WHAT THE TASK ASKS
Copy the stretch from the line containing "window --coords pixels" through the line containing "58), (0, 58)]", swapping "building window" for "storefront window" and leaving everything else unchanged.

RAW DATA
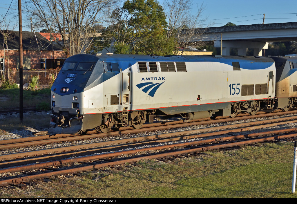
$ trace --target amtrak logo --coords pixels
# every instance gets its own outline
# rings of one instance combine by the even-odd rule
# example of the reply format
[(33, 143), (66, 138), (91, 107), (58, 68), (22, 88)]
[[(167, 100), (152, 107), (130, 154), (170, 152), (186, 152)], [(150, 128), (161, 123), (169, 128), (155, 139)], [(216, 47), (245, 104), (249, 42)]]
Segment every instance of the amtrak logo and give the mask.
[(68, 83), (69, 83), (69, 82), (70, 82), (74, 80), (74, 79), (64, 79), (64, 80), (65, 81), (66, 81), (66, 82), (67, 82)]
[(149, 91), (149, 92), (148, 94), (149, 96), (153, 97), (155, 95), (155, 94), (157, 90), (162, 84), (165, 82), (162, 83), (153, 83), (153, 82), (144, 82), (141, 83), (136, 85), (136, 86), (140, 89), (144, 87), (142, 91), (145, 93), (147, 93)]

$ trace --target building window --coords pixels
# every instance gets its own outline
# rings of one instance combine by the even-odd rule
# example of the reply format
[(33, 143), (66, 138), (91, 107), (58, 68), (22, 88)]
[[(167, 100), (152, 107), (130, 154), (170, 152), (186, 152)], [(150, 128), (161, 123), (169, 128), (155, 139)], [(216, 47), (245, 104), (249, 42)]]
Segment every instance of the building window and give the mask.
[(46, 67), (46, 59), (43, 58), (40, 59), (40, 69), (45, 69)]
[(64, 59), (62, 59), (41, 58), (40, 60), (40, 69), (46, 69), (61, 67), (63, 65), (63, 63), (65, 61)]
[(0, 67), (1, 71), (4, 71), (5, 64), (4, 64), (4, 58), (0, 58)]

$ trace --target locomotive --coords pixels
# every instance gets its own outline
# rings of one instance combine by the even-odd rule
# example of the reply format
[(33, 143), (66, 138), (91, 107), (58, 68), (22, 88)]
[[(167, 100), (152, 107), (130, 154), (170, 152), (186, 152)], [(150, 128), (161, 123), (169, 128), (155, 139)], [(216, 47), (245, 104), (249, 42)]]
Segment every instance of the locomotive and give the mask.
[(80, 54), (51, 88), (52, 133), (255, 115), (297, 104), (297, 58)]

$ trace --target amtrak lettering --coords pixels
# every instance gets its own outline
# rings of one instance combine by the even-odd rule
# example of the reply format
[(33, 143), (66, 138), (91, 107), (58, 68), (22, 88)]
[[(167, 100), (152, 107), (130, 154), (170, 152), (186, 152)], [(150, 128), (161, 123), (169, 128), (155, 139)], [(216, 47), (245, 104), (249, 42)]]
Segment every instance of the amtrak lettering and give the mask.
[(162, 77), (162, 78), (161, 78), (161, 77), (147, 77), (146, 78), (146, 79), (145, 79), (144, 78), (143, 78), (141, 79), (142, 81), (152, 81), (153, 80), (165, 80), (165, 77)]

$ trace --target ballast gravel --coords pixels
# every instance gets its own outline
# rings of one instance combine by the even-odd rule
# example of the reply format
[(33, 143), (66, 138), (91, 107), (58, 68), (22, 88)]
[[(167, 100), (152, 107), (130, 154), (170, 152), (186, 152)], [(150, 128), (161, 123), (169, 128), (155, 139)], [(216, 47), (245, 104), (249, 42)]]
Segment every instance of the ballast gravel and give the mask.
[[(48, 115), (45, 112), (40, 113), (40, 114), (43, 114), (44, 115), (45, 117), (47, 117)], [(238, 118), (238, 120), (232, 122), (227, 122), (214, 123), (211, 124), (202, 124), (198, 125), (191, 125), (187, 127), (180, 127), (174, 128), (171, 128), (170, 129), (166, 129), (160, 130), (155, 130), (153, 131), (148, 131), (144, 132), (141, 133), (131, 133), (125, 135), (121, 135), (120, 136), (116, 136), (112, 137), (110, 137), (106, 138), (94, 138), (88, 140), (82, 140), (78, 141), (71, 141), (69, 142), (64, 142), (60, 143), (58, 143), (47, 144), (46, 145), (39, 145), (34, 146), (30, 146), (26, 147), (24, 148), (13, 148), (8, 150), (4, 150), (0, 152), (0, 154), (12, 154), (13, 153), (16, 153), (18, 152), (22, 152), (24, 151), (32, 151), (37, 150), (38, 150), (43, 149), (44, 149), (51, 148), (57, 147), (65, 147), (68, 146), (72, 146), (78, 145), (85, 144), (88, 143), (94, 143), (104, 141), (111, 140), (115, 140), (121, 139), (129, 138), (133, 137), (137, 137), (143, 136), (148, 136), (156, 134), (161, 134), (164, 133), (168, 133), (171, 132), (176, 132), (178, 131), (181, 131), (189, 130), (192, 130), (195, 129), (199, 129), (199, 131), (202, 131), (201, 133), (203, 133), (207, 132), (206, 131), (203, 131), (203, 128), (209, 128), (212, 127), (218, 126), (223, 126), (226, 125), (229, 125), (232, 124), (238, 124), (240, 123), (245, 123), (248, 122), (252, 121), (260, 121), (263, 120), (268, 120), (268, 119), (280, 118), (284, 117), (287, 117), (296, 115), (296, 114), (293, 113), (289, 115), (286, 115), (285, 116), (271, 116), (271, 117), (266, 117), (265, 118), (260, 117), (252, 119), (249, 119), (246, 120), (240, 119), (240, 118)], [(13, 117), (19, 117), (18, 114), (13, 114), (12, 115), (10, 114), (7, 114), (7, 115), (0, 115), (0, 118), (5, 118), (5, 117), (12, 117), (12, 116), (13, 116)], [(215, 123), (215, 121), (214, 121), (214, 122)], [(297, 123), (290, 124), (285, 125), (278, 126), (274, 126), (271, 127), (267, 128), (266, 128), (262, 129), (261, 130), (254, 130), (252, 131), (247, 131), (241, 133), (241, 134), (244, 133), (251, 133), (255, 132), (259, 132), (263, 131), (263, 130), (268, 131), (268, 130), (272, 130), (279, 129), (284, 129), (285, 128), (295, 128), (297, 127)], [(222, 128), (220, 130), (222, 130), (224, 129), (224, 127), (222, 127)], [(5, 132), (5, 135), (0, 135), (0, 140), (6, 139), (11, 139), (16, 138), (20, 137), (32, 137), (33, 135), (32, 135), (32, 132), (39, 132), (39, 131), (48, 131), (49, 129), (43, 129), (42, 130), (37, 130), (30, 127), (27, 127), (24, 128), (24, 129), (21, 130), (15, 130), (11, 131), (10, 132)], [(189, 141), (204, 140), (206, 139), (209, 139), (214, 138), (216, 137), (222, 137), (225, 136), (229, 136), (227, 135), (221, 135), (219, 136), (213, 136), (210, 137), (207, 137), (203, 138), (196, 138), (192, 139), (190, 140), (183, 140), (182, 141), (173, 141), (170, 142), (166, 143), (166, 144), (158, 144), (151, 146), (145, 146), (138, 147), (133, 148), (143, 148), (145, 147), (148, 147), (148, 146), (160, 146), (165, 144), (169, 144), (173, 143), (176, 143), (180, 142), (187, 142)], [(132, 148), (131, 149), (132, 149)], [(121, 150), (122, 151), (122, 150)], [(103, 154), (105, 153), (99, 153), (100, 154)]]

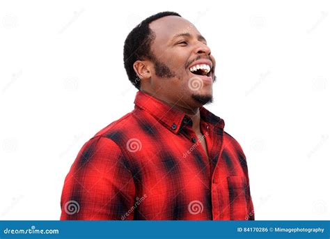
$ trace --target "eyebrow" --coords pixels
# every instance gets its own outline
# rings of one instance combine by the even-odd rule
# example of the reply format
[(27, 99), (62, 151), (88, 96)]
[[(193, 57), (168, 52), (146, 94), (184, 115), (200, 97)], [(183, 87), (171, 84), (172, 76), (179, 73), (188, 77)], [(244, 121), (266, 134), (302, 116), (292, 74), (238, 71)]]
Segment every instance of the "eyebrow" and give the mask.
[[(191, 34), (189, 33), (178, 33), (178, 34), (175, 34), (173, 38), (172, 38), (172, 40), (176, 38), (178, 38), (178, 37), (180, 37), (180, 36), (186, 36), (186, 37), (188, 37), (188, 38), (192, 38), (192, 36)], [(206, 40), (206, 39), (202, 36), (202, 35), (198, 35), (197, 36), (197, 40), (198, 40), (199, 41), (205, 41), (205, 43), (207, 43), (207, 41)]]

SOLUTION FOR THIS PROBLEM
$ trace --target storefront window --coords pixels
# every instance gets its own outline
# rings of one instance combine by the even-odd rule
# example of the reply format
[(33, 143), (66, 138), (91, 107), (58, 68), (22, 88)]
[[(167, 100), (152, 107), (130, 154), (170, 152), (186, 152)], [(150, 128), (161, 123), (169, 128), (155, 139)], [(216, 47), (245, 104), (249, 42)]]
Segment every instance of the storefront window and give the mask.
[(46, 67), (46, 59), (43, 58), (40, 59), (40, 69), (45, 69)]
[(64, 59), (62, 59), (41, 58), (40, 60), (40, 69), (46, 69), (61, 67), (63, 65), (63, 63), (65, 61)]
[(0, 67), (1, 71), (4, 71), (5, 64), (4, 64), (4, 58), (0, 58)]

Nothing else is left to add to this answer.